» Records to process
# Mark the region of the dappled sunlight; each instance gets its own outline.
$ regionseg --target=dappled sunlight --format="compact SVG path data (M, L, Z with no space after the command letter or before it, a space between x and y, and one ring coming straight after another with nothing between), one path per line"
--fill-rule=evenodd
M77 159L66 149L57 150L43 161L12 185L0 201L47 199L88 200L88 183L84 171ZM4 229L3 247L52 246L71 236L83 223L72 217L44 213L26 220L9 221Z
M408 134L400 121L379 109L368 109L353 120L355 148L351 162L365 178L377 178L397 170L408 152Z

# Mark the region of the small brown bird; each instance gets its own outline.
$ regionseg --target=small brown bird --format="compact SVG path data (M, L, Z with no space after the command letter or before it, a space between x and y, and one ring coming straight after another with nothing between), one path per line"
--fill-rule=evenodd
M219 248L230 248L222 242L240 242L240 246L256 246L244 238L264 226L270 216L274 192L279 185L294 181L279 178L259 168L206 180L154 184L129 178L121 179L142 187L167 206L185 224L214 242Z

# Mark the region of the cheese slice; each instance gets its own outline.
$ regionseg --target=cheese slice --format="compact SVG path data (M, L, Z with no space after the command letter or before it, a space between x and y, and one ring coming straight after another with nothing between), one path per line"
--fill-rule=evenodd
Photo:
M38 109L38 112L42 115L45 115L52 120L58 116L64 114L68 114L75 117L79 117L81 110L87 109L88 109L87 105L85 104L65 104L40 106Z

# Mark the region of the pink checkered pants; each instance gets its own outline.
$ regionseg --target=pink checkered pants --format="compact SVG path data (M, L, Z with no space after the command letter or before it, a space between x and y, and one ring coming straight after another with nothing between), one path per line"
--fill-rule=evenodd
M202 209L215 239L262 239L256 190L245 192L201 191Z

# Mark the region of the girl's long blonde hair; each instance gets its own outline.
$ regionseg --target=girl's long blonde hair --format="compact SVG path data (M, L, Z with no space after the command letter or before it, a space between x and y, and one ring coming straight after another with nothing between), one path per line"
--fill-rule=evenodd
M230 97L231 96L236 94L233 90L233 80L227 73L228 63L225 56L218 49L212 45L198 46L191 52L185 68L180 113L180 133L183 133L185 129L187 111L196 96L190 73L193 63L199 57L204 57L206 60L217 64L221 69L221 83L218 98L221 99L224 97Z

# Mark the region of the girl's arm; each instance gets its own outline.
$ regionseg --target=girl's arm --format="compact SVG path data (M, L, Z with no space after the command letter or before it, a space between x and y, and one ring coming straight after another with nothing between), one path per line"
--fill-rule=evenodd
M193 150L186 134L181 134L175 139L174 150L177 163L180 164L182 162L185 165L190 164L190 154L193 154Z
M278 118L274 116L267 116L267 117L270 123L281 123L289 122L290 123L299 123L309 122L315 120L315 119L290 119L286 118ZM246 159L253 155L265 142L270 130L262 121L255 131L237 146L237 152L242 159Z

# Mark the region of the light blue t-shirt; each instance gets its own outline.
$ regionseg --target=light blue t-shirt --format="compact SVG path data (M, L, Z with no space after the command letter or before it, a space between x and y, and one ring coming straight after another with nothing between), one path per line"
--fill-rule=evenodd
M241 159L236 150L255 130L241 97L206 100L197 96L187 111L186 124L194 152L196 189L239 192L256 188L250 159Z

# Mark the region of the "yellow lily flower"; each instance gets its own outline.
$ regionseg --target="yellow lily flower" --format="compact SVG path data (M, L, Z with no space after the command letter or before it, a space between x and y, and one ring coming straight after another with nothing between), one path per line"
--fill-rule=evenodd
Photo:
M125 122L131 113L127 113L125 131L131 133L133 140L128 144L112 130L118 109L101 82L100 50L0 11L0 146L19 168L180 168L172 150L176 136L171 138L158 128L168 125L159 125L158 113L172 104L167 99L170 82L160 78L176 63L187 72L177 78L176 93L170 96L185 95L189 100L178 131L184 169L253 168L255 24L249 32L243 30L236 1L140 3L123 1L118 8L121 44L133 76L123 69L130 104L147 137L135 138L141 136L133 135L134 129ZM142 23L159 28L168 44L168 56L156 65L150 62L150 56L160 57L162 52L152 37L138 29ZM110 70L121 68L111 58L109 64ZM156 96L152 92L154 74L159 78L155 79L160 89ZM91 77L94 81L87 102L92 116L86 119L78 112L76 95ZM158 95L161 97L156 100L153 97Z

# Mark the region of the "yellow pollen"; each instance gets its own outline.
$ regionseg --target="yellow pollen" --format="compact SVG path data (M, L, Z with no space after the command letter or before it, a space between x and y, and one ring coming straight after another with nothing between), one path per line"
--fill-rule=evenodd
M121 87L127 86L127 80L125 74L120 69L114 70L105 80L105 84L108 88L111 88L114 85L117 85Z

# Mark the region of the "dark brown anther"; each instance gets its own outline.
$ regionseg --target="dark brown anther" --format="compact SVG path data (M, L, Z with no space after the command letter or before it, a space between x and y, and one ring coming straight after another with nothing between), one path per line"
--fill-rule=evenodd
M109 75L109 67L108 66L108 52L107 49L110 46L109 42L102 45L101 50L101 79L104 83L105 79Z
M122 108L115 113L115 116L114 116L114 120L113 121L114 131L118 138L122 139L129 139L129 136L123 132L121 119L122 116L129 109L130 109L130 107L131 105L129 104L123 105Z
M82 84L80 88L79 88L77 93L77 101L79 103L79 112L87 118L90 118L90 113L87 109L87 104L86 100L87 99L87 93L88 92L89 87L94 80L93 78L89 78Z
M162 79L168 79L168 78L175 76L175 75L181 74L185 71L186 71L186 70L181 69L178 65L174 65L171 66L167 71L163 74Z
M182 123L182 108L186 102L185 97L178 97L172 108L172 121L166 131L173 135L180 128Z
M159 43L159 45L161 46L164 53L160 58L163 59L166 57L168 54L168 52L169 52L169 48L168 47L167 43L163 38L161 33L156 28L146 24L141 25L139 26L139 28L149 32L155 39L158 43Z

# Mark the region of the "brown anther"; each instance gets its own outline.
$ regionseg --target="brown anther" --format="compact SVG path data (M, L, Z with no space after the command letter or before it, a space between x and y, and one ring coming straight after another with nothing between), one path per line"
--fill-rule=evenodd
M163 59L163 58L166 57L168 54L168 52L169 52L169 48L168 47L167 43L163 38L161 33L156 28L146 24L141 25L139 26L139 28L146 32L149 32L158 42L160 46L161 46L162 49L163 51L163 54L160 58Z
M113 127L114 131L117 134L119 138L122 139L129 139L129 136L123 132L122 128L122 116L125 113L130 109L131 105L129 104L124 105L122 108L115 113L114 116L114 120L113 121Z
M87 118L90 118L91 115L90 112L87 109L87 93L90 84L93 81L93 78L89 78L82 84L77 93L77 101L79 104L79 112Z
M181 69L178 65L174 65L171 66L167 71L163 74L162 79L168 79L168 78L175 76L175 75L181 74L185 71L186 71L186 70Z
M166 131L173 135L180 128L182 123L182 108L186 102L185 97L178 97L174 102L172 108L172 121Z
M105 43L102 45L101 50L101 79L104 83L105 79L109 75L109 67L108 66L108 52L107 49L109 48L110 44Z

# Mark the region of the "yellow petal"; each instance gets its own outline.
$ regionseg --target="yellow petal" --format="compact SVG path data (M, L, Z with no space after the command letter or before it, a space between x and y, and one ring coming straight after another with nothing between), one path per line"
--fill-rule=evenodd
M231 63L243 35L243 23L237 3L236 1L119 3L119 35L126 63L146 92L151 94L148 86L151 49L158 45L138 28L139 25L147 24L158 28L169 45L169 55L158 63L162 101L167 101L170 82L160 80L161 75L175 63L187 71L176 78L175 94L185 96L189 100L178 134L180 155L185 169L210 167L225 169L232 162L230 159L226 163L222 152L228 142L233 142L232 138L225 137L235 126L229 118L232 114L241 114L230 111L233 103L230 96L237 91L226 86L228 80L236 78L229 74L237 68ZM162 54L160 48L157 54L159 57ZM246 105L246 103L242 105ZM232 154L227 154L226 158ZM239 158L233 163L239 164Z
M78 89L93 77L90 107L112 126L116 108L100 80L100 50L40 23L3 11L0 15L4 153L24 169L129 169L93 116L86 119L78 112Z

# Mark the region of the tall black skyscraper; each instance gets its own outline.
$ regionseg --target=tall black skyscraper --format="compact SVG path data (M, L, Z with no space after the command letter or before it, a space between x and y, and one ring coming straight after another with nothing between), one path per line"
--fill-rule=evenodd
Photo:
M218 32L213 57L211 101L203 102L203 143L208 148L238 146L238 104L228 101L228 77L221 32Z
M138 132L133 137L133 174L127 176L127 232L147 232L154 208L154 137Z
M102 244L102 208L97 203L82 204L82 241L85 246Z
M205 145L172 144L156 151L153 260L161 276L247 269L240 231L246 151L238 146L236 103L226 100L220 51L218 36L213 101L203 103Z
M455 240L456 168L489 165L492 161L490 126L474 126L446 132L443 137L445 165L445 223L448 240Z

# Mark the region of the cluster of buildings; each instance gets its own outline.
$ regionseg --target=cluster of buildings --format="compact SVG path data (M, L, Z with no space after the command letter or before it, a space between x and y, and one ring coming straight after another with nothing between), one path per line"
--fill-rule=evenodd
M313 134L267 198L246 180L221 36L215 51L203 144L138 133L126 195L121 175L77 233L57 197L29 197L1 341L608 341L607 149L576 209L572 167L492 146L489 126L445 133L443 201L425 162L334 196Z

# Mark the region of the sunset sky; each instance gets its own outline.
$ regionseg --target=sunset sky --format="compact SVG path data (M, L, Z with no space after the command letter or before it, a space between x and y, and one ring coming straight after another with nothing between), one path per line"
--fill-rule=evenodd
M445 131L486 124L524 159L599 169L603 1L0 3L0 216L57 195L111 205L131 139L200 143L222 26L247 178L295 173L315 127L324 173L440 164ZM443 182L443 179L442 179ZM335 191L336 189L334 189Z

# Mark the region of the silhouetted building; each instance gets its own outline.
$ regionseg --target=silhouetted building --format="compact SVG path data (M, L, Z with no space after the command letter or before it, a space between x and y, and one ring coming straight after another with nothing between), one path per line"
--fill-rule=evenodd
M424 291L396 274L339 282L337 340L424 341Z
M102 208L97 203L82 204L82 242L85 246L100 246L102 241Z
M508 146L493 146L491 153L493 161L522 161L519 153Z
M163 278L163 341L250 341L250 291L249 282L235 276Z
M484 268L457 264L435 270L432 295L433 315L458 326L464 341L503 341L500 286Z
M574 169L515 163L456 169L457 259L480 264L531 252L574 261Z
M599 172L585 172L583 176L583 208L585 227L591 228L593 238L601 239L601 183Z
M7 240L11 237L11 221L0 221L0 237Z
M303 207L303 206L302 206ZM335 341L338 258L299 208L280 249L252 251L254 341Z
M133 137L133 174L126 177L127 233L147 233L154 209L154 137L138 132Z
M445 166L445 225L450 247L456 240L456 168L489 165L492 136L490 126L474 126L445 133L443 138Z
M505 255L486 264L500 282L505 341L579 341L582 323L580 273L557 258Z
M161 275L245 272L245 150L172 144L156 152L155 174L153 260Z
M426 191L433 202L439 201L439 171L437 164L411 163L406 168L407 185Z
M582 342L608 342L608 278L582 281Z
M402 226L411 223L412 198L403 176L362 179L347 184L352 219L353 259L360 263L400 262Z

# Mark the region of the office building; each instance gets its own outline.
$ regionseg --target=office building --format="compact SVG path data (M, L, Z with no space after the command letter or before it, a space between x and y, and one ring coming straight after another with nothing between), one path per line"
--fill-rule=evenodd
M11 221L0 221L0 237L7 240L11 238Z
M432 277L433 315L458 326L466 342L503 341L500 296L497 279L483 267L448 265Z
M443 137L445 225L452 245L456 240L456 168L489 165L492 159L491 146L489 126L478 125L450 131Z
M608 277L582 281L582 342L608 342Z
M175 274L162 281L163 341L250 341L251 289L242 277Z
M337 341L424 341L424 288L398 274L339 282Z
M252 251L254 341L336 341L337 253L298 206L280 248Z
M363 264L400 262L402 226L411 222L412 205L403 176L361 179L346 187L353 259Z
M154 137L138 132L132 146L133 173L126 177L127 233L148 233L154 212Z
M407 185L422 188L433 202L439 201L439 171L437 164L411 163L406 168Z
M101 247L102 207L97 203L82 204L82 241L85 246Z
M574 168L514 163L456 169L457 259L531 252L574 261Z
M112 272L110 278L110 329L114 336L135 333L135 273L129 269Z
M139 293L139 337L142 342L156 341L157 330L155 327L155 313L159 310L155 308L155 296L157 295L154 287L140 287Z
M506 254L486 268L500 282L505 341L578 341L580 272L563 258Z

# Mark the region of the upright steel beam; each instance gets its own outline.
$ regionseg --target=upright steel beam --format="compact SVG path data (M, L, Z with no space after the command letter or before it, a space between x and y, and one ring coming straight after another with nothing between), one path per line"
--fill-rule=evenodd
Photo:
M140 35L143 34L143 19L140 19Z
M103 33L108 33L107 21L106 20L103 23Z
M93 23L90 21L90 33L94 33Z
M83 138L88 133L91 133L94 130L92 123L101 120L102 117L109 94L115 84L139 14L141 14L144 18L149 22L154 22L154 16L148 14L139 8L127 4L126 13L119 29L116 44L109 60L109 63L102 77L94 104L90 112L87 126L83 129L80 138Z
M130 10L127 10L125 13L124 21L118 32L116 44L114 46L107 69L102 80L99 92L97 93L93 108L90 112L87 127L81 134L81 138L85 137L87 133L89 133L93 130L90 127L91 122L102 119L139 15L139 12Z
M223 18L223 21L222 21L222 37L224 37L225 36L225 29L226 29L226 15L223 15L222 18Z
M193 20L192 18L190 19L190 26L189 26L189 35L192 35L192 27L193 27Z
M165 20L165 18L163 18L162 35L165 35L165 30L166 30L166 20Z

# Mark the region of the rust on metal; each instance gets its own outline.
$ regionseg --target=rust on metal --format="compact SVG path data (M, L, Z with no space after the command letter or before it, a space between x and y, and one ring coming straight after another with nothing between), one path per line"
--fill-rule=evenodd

» Task requirements
Copy out verbatim the lines of the rows above, from the line containing "# Mark the region of the pink" up to and including the line containing "M202 209L215 239L262".

» Final answer
# Mark the region of the pink checkered pants; each instance gets its own outline.
$ regionseg --target=pink checkered pants --format="compact SVG path data (M, L, Z with no space after the command letter or before it, a space between x and y, and one ring coming straight after another with nothing between), one path per line"
--fill-rule=evenodd
M202 209L215 239L262 239L256 190L245 192L201 191Z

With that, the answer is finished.